INPUT DATA >>
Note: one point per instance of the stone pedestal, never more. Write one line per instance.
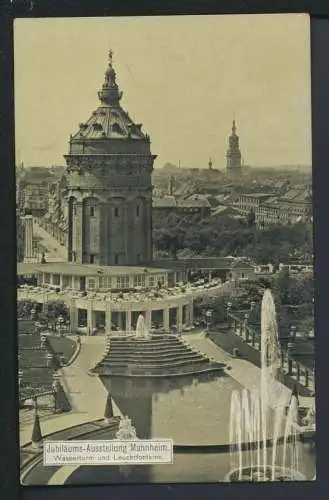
(166, 325)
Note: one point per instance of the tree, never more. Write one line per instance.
(251, 218)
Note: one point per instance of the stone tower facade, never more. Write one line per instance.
(109, 187)
(233, 155)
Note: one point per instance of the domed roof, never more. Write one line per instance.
(109, 120)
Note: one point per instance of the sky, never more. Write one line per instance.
(183, 77)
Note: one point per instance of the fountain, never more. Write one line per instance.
(262, 421)
(141, 329)
(126, 429)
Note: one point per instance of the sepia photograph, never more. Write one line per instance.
(164, 222)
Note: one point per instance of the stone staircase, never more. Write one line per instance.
(159, 356)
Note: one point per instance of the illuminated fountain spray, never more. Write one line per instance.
(262, 421)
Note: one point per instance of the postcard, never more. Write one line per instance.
(164, 249)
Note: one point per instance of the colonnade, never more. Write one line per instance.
(172, 316)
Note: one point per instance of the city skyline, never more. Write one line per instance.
(158, 82)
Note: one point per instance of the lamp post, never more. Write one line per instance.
(55, 381)
(43, 339)
(246, 317)
(290, 346)
(20, 376)
(292, 333)
(208, 319)
(228, 309)
(60, 323)
(33, 313)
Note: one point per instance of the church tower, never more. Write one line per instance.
(109, 187)
(233, 155)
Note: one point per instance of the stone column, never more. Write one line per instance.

PROBLEM STATEMENT >> Replace "never more" with "no more" in the rows starting at the line containing "Note: one point per instance of the fountain, never" and ending with the last row, leaving everything else unchanged.

THE RESPONSE >>
Note: one point per instance of the fountain, no more. Write one line per instance.
(262, 421)
(141, 329)
(126, 429)
Note: one point per instance of the sepia photograph, no more. Write one line per instance.
(164, 222)
Note: one point per instance of the stone staircase, no more. Write one line per instance.
(159, 356)
Note: one point per instance of the illuminated fountain spray, no more. Write one line per instance.
(262, 421)
Note: one point per instance of the postcard, no more. Write one line per instance.
(164, 249)
Note: one point per instance of the colonnade, no more. Write one line per instance.
(172, 316)
Note: one point per instance of the city skyline, no more. Write one line per instance.
(158, 82)
Note: one point per instance of the lamp post, no more. Write one line per instance.
(55, 381)
(43, 339)
(246, 317)
(290, 346)
(20, 376)
(292, 333)
(208, 319)
(228, 309)
(60, 323)
(33, 313)
Note: one point per instance of the church tower, no more. Write one line per instance.
(109, 187)
(233, 155)
Note: one point per instance of the stone column, no more. Write one line per instance.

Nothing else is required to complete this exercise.